** WORK TASK **
Answer with only the number of lines below where "petal" appears.
___ SOURCE DATA ___
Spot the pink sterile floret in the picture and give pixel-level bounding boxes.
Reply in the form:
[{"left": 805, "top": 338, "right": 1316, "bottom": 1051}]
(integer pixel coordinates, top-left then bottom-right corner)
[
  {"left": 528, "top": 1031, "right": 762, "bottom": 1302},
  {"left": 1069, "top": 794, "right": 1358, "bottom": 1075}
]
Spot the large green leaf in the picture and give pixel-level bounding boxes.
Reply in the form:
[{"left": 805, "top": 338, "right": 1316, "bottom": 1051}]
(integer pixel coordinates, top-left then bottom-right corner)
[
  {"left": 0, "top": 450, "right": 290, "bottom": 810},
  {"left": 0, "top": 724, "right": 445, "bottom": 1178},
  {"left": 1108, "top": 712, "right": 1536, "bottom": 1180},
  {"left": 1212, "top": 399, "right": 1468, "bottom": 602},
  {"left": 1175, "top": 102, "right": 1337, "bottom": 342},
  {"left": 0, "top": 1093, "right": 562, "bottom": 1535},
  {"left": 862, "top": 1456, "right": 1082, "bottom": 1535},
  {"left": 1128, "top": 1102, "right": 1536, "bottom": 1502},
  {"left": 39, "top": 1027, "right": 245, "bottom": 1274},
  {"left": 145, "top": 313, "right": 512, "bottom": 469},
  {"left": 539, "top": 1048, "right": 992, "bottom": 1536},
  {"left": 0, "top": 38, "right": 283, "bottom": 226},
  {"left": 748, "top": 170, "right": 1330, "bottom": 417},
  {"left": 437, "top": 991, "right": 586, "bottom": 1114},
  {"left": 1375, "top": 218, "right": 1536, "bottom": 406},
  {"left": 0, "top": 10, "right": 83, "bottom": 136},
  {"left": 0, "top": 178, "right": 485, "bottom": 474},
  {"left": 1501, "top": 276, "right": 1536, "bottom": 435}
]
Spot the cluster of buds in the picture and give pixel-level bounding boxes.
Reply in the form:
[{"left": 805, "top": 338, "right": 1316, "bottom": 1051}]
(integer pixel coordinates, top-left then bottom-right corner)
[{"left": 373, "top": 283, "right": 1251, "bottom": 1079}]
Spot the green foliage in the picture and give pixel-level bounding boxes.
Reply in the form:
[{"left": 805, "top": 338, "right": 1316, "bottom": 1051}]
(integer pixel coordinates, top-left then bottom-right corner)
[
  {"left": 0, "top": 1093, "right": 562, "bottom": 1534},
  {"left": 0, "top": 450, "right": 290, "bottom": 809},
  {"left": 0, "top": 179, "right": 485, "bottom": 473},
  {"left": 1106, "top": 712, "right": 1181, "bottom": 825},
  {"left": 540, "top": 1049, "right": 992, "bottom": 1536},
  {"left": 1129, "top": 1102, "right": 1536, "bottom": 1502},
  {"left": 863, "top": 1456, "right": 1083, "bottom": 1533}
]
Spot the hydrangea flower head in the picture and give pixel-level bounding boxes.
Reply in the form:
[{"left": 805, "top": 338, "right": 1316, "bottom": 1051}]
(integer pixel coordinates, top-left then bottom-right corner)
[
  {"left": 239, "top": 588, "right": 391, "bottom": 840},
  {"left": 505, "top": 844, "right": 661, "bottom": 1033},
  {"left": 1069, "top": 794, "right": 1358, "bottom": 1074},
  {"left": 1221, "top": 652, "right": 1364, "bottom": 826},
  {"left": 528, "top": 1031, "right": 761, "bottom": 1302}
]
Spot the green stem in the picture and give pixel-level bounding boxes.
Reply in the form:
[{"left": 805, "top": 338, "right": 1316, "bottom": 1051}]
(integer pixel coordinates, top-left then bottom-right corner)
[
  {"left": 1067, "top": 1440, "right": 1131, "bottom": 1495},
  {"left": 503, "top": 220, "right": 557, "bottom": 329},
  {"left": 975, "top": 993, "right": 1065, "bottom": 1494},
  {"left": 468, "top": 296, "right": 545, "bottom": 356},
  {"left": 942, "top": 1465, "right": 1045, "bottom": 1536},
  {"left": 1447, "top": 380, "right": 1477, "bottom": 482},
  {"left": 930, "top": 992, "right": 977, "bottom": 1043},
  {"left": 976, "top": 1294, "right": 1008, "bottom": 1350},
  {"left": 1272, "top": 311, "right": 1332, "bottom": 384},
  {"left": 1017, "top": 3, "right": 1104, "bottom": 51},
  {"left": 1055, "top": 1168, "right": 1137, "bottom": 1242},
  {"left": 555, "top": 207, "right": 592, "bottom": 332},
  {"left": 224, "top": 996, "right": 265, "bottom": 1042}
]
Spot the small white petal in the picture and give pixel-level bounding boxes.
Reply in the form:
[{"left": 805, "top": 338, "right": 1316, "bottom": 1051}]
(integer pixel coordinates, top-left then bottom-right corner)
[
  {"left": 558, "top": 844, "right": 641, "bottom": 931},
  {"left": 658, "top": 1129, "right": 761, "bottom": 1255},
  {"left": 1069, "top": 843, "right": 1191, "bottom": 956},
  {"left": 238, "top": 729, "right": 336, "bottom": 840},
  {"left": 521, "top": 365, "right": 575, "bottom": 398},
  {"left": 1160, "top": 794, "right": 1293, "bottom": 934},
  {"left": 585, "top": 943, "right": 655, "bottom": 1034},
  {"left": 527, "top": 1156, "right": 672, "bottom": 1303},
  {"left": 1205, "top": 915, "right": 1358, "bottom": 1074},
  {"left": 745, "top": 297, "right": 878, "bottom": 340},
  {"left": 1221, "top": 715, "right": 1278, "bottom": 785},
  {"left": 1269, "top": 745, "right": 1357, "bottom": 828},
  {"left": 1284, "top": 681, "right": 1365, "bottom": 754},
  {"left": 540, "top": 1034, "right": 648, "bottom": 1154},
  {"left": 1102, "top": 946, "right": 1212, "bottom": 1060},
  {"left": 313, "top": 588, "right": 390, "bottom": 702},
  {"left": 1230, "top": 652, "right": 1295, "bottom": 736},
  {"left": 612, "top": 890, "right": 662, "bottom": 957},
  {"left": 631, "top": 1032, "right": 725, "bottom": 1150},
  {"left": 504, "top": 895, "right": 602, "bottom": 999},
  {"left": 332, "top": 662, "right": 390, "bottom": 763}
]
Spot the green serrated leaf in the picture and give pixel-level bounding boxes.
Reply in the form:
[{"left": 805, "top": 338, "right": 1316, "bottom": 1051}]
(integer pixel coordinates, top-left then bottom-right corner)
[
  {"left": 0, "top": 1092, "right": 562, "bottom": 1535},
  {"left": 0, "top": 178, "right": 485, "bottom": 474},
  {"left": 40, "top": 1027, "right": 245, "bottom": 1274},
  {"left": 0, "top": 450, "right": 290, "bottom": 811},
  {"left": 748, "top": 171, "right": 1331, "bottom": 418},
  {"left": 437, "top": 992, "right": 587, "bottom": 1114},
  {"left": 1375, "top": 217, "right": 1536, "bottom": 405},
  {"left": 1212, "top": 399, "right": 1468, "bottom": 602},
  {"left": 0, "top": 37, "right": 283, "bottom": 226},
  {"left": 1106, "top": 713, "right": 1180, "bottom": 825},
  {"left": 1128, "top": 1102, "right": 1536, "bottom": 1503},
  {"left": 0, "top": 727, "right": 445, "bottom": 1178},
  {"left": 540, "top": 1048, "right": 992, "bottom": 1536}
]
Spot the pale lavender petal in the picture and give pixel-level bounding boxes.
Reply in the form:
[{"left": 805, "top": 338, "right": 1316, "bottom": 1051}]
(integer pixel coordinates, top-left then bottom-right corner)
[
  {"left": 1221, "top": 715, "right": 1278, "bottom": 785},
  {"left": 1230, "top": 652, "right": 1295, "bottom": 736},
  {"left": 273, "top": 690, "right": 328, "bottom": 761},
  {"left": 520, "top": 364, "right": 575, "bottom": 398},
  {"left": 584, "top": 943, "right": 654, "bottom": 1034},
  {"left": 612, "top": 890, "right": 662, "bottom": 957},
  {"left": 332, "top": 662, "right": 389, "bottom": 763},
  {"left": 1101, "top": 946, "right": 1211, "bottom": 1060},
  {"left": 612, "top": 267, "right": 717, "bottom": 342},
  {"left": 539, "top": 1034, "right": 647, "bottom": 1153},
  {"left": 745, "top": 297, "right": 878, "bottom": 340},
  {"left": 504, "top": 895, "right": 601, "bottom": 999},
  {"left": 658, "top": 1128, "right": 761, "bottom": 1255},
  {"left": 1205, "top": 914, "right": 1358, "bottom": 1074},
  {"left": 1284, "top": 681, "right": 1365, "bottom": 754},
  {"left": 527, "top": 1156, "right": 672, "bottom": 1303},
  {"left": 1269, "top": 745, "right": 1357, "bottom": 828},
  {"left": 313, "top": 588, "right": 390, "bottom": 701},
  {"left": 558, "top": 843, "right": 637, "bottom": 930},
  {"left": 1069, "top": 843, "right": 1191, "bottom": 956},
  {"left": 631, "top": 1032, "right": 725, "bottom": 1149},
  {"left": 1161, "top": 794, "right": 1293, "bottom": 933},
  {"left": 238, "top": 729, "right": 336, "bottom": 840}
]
___
** RESPONSE TO THE TASK **
2